_Data_:
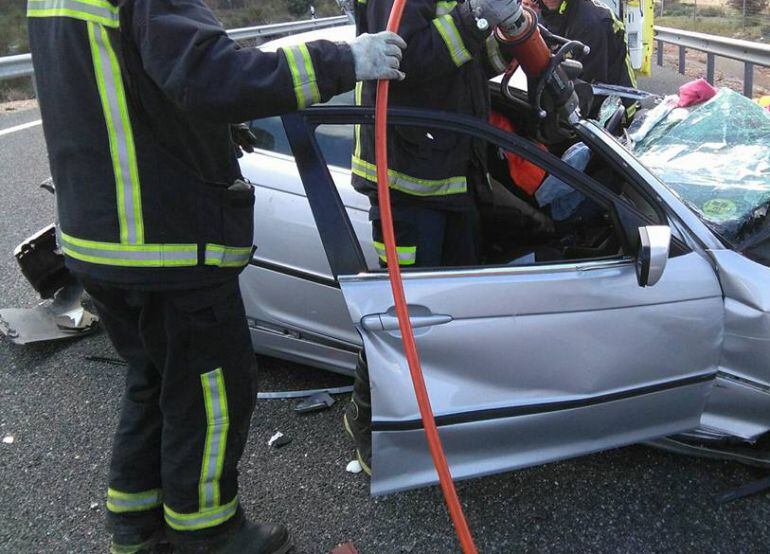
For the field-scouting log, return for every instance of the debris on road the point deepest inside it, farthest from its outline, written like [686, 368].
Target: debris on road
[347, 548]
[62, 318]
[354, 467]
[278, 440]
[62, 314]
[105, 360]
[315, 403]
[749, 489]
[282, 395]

---

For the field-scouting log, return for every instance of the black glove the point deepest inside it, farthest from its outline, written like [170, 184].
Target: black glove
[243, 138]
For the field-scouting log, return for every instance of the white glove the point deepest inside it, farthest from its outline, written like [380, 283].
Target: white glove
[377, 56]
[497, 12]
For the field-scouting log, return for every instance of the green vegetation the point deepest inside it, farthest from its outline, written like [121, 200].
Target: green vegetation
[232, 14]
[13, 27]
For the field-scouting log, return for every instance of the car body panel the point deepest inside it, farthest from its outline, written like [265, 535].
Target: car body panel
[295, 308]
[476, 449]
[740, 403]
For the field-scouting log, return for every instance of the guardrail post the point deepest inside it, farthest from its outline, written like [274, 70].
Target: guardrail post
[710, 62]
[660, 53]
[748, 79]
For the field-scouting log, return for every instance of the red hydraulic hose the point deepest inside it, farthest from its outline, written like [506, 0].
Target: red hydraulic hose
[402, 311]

---

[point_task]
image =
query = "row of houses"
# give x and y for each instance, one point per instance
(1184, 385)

_What this task involves_: Search the data above for the string "return". Report every line where it is found.

_Output for this exercise_:
For the field-scouting log, return for every instance of the debris on road the point deepest inside it, farthest from its outline, written like [686, 368].
For the field-scouting log, return for every instance of the black glove the point deepest inside it, farthest from its outline, written like [170, 184].
For the field-scouting log, return for every instance of the white glove the point deepest inside it, farthest from its outline, written like [380, 283].
For the field-scouting log, return for every instance of the green vegetation the point deepest inside it, farthest from its outline, written like [121, 200].
For the field-scouting log, return for every instance of the car body panel the point deepest inside it, farthest from its outline, written like [265, 535].
For the field-scouting log, return for every instance of the guardrail post the point deepest inside it, farthest from its outline, written like [274, 70].
For the field-scouting log, return for every instance of the red hydraulic hose the point deepest inside it, farthest from its outline, written like [506, 0].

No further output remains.